What is being asked:
Pick up the homelab cluster write-up below after its last sentence and keep writing it in the same voice.

Selected excerpt:
Homelab 2.0: From One Laptop to a Real Cluster

It’s been a while since my first homelab post. Back then I was running a single HP notebook as a one-node Kubernetes cluster, exposing apps through Cloudflare Tunnels, and calling it a day.

This time I went bigger. Three physical nodes, a managed switch, real networking, proper TLS certificates, a local DNS resolver, and remote access through Tailscale. No Cloudflare Tunnels, no public exposure. Everything is private and local, the way a homelab should be.

All the config lives in my homelab repo on GitHub.

Here’s how it all fits together.

Hardware

Compute Nodes

The old single laptop is gone. The cluster now runs on three mini-PCs:

Model: HP EliteDesk 705 G3 (×3)
Node 1: 192.168.0.10
Node 2: 192.168.0.11
Node 3: 192.168.0.12

Three identical machines make for a clean setup, same hardware, same config, same Ubuntu image across the board.

Networking Gear

Router: GL.iNet GL-SFT1200 (Opal) — handles DHCP, DNS forwarding, and the WAN/LAN boundary.
Switch: Netgear GS305EP — 5-port gigabit managed switch, used as a flat L2 fabric for the cluster.

Network Design

The entire lab runs on 192.168.0.0/24. The address space is divided to keep infrastructure IPs stable and away from the DHCP pool:

Device	IP	Assignment
Router	`192.168.0.1`	Static (gateway)
Switch	`192.168.0.2`	Static (manual)
Node 1	`192.168.0.10`	Static (Netplan)
Node 2	`192.168.0.11`	Static (Netplan)
Node 3	`192.168.0.12`	Static (Netplan)
Pi-hole	`192.168.0.30`	Cilium LB pool
Traefik	`192.168.0.31`	Cilium LB pool
DHCP pool	`.100 – .250`	Dynamic (Wi-Fi clients)

Nodes receive their IPs via Netplan static configuration. Each node has a custom /etc/netplan/*.yaml that pins the address and sets the default gateway to 192.168.0.1. Since the router at the gateway is configured to use the Pi-hole IP for DNS resolution, the nodes automatically benefit from DNS filtering and local naming without needing individual DNS overrides in their local configurations.

Provided information:
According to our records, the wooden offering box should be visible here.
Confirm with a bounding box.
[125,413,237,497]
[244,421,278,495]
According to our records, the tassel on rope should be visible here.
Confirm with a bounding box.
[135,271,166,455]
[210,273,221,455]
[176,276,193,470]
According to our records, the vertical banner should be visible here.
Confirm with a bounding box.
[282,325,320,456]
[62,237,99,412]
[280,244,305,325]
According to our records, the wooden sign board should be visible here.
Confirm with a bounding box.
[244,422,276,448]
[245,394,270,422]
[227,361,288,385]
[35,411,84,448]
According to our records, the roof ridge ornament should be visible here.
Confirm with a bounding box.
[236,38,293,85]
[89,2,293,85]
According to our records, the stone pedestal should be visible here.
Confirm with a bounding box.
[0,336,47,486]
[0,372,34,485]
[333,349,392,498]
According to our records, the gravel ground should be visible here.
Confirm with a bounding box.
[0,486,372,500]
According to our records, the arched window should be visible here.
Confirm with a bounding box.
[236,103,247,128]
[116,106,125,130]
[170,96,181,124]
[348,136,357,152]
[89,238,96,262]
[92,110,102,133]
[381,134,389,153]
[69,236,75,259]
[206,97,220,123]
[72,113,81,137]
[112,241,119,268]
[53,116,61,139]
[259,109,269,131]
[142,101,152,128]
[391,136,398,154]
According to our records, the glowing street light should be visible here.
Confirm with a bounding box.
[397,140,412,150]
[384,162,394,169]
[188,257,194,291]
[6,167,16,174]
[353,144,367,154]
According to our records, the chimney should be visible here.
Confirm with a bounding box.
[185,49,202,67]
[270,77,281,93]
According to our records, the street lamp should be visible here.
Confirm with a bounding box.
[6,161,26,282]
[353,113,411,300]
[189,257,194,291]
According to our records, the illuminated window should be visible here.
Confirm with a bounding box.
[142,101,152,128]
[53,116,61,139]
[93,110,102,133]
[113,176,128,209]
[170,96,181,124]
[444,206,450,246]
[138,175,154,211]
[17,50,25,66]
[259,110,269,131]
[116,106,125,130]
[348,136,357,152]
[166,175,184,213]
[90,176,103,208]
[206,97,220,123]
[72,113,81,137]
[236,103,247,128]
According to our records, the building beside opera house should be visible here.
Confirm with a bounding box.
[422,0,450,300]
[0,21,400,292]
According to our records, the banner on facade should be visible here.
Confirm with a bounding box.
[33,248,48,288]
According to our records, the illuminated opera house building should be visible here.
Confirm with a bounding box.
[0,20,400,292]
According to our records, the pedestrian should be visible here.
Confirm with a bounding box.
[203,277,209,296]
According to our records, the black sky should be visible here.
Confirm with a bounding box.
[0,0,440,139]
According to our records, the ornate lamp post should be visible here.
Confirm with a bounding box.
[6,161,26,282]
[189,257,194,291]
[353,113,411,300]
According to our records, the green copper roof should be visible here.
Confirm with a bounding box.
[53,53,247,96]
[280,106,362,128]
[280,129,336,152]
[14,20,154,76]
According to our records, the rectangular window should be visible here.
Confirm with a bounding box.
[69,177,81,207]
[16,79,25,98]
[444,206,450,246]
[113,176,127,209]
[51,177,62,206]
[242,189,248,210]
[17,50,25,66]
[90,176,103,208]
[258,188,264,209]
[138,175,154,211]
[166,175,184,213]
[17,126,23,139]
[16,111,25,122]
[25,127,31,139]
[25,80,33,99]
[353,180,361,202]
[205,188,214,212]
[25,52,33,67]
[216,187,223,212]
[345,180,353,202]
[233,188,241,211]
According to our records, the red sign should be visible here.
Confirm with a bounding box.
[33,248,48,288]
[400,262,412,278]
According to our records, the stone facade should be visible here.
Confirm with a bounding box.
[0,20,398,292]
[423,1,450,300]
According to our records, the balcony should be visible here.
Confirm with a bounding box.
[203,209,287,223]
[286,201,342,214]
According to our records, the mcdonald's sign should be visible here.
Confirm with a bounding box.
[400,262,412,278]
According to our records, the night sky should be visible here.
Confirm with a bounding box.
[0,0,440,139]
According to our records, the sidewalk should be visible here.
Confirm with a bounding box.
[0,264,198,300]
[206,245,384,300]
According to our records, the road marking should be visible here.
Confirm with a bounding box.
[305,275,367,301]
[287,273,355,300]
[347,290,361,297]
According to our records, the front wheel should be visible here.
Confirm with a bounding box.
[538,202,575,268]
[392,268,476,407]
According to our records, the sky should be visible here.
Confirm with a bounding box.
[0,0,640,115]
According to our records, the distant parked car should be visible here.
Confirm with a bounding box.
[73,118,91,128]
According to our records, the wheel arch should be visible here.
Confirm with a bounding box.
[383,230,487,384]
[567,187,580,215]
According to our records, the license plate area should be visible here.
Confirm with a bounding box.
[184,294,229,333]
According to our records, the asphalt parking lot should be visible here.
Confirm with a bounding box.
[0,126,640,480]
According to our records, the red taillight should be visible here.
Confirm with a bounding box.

Task output:
Operating System & Cluster Bootstrap

The first homelab used Talos Linux on a single node. This time, the nodes run Ubuntu Server, more familiar and easier to debug when things inevitably go sideways in a three-node cluster.

The cluster is bootstrapped with kubeadm, orchestrated by an Ansible playbook that runs the full setup from my laptop against all three nodes. The playbook handles everything in sequence:

Wipe: nukes any previous K3s or kubeadm state, resets CNI interfaces and iptables
OS prep: disables swap, loads overlay and br_netfilter kernel modules, sets sysctl networking params
containerd: installs it, generates the default config, and forces SystemdCgroup = true (required for kubeadm)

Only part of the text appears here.